*Instruction*: Rewrite the entries from the line containing "of the large" through the final line of the entries, requests included, and give only those lines. Scale every x and y coordinate in the answers by 2.25, rounding to whole numbers with halves rounded up, and keep the numbers in the requests and their format samples unchanged.
-- START --
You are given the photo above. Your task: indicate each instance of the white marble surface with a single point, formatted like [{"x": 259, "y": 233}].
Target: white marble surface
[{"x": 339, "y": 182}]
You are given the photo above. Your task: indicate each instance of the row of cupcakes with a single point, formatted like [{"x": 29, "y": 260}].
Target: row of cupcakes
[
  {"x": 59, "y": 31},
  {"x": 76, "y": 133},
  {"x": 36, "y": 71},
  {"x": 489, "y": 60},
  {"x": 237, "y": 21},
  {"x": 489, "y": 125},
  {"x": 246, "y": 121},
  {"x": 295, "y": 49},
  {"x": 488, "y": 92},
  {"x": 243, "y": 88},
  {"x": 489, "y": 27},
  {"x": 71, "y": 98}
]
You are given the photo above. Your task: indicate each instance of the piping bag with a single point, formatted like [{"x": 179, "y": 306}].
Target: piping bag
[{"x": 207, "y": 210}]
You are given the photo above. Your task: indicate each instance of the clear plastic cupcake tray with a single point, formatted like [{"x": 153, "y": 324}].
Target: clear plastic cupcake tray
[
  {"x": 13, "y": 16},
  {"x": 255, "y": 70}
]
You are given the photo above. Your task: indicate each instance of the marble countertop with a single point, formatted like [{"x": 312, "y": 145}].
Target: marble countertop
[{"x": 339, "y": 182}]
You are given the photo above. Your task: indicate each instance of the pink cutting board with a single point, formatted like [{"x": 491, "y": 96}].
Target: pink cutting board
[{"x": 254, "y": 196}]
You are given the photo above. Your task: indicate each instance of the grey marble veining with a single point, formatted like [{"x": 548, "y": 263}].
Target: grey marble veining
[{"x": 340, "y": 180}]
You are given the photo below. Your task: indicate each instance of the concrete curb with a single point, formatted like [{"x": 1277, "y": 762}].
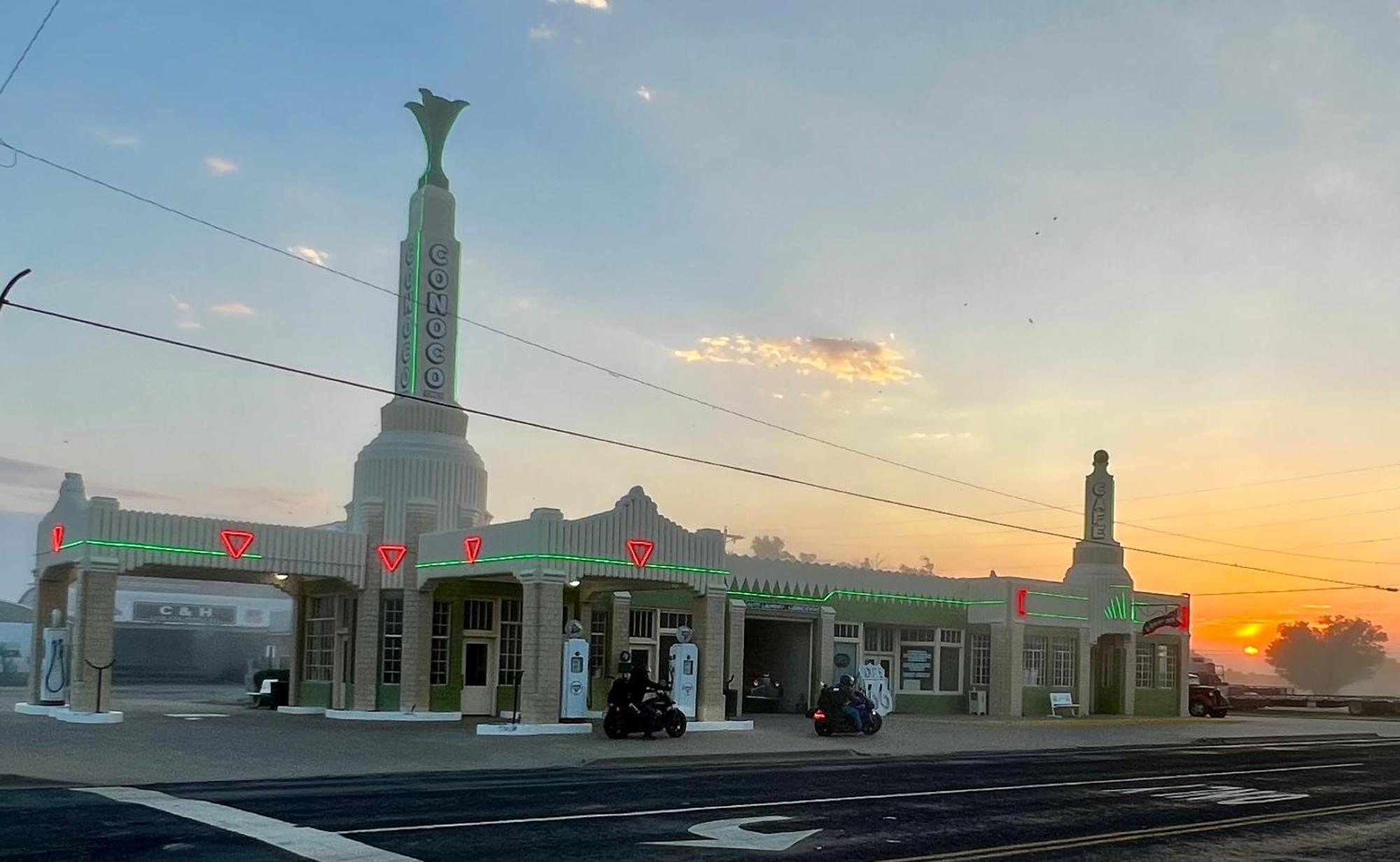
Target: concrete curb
[
  {"x": 533, "y": 730},
  {"x": 386, "y": 716}
]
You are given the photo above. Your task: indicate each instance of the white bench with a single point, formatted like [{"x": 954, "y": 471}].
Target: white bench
[{"x": 1062, "y": 700}]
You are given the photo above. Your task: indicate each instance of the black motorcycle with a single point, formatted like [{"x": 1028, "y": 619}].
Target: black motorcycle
[
  {"x": 830, "y": 718},
  {"x": 624, "y": 717}
]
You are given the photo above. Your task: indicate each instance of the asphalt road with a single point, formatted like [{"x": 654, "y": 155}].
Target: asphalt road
[{"x": 1276, "y": 800}]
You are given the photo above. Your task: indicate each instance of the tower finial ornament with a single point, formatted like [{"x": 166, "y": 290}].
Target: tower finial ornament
[{"x": 436, "y": 116}]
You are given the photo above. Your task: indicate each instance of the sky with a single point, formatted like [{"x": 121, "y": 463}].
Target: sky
[{"x": 982, "y": 238}]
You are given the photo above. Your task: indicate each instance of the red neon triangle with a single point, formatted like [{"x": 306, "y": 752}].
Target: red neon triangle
[
  {"x": 236, "y": 542},
  {"x": 393, "y": 556},
  {"x": 640, "y": 550}
]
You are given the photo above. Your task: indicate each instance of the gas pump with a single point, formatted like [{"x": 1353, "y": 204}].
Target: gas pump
[
  {"x": 685, "y": 667},
  {"x": 54, "y": 671},
  {"x": 573, "y": 702}
]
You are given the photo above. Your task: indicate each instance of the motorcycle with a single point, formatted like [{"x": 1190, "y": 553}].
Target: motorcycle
[
  {"x": 624, "y": 717},
  {"x": 828, "y": 718}
]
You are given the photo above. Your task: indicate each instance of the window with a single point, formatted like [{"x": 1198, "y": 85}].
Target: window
[
  {"x": 512, "y": 662},
  {"x": 676, "y": 620},
  {"x": 1034, "y": 662},
  {"x": 598, "y": 644},
  {"x": 321, "y": 639},
  {"x": 438, "y": 655},
  {"x": 478, "y": 615},
  {"x": 643, "y": 625},
  {"x": 391, "y": 665},
  {"x": 1062, "y": 662},
  {"x": 950, "y": 661},
  {"x": 1146, "y": 657},
  {"x": 880, "y": 639},
  {"x": 930, "y": 660},
  {"x": 1166, "y": 667},
  {"x": 981, "y": 660}
]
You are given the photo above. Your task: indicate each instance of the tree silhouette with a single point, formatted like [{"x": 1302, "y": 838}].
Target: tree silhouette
[{"x": 1329, "y": 655}]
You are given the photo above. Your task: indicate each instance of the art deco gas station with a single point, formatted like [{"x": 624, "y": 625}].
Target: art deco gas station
[{"x": 421, "y": 608}]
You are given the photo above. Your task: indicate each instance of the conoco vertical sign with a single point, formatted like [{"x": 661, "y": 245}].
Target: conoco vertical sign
[{"x": 428, "y": 298}]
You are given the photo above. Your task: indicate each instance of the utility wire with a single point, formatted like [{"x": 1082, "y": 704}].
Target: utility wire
[
  {"x": 545, "y": 347},
  {"x": 26, "y": 52},
  {"x": 656, "y": 451},
  {"x": 652, "y": 385}
]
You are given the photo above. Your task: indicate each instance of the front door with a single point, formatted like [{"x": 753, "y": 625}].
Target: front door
[
  {"x": 478, "y": 676},
  {"x": 846, "y": 660}
]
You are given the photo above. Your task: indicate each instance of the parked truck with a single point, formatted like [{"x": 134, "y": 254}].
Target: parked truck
[{"x": 1261, "y": 697}]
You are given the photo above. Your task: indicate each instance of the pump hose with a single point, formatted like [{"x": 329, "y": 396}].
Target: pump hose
[{"x": 57, "y": 664}]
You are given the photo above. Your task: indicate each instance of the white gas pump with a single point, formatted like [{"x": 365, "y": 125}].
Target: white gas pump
[
  {"x": 877, "y": 688},
  {"x": 685, "y": 672},
  {"x": 573, "y": 702},
  {"x": 54, "y": 671}
]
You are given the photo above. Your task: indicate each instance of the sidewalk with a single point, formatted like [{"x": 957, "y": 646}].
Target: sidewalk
[{"x": 240, "y": 744}]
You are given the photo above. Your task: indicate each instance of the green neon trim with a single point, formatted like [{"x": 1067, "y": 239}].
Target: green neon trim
[
  {"x": 418, "y": 269},
  {"x": 1119, "y": 608},
  {"x": 864, "y": 594},
  {"x": 167, "y": 549},
  {"x": 578, "y": 559}
]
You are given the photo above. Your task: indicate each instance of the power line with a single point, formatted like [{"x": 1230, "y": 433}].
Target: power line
[
  {"x": 668, "y": 391},
  {"x": 26, "y": 52},
  {"x": 652, "y": 450}
]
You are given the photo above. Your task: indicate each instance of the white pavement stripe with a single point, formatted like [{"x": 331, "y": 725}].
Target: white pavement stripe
[
  {"x": 733, "y": 807},
  {"x": 304, "y": 842}
]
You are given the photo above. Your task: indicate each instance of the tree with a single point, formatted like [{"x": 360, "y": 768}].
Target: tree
[
  {"x": 771, "y": 548},
  {"x": 1328, "y": 655}
]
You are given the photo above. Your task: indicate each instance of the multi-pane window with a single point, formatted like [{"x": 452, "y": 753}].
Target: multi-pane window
[
  {"x": 1146, "y": 661},
  {"x": 321, "y": 639},
  {"x": 1166, "y": 667},
  {"x": 477, "y": 615},
  {"x": 643, "y": 625},
  {"x": 880, "y": 639},
  {"x": 673, "y": 620},
  {"x": 950, "y": 661},
  {"x": 1034, "y": 661},
  {"x": 391, "y": 665},
  {"x": 1063, "y": 662},
  {"x": 981, "y": 660},
  {"x": 598, "y": 644},
  {"x": 442, "y": 633},
  {"x": 512, "y": 662}
]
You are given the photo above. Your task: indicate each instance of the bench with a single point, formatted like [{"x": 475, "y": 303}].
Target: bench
[
  {"x": 1062, "y": 700},
  {"x": 264, "y": 696}
]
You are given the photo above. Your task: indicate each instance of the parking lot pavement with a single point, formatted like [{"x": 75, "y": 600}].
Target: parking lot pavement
[
  {"x": 188, "y": 735},
  {"x": 1307, "y": 800}
]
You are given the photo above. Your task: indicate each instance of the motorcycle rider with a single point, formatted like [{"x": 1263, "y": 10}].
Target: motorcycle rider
[
  {"x": 852, "y": 702},
  {"x": 639, "y": 685}
]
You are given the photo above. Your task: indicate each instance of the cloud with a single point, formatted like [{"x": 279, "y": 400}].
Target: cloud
[
  {"x": 219, "y": 165},
  {"x": 114, "y": 139},
  {"x": 844, "y": 359},
  {"x": 312, "y": 255}
]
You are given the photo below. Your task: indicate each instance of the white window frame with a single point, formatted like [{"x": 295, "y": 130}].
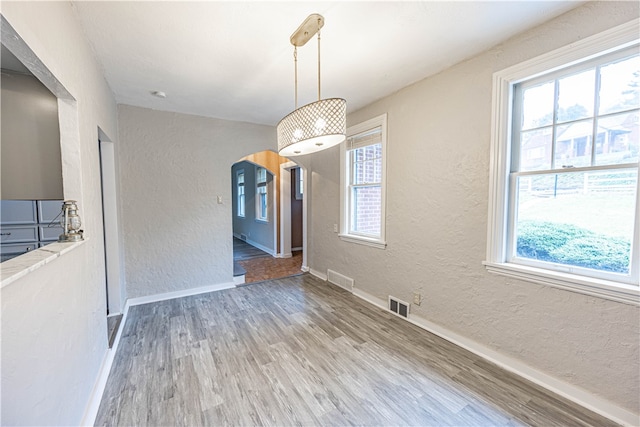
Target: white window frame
[
  {"x": 262, "y": 184},
  {"x": 241, "y": 197},
  {"x": 345, "y": 204},
  {"x": 617, "y": 38}
]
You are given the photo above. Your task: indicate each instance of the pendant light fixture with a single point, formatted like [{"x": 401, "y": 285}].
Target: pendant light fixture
[{"x": 318, "y": 125}]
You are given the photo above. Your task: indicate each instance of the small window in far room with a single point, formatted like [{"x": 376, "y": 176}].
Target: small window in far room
[
  {"x": 299, "y": 184},
  {"x": 261, "y": 194},
  {"x": 240, "y": 184}
]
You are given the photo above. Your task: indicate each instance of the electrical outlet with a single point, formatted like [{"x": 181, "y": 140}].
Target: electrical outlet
[{"x": 417, "y": 298}]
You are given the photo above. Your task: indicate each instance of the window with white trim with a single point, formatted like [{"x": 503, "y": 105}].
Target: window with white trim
[
  {"x": 564, "y": 183},
  {"x": 299, "y": 183},
  {"x": 240, "y": 192},
  {"x": 363, "y": 164},
  {"x": 261, "y": 194}
]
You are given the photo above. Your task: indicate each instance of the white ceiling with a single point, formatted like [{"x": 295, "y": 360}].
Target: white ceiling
[{"x": 233, "y": 60}]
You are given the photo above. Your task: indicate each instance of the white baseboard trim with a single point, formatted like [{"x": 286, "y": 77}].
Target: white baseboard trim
[
  {"x": 571, "y": 392},
  {"x": 91, "y": 411},
  {"x": 319, "y": 275},
  {"x": 179, "y": 294},
  {"x": 287, "y": 255}
]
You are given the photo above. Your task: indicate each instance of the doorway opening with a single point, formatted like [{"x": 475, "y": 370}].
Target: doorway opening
[
  {"x": 114, "y": 291},
  {"x": 268, "y": 212}
]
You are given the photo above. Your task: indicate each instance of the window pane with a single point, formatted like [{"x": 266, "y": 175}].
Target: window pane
[
  {"x": 367, "y": 167},
  {"x": 618, "y": 138},
  {"x": 576, "y": 96},
  {"x": 537, "y": 107},
  {"x": 535, "y": 150},
  {"x": 620, "y": 86},
  {"x": 573, "y": 144},
  {"x": 366, "y": 210},
  {"x": 580, "y": 219}
]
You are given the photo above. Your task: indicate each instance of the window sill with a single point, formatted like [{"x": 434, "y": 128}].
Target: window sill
[
  {"x": 24, "y": 264},
  {"x": 363, "y": 241},
  {"x": 606, "y": 289}
]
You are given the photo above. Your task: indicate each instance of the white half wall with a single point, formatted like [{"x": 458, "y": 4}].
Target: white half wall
[
  {"x": 54, "y": 325},
  {"x": 437, "y": 187},
  {"x": 172, "y": 169}
]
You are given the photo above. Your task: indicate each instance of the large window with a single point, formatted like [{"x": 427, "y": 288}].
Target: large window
[
  {"x": 363, "y": 173},
  {"x": 564, "y": 208},
  {"x": 240, "y": 184},
  {"x": 261, "y": 194}
]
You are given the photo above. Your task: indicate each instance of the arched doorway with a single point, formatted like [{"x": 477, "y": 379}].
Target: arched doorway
-- END --
*Solution*:
You are given the photo above. Your task: indicate each instance of the large window with a single point, formatted like [{"x": 427, "y": 288}].
Target: large window
[
  {"x": 817, "y": 389},
  {"x": 1269, "y": 468},
  {"x": 540, "y": 414},
  {"x": 587, "y": 437}
]
You are given the photo above. Your task: indicate each instance of the arched doorway with a single point, formatted like [{"x": 477, "y": 379}].
Target: arched doorway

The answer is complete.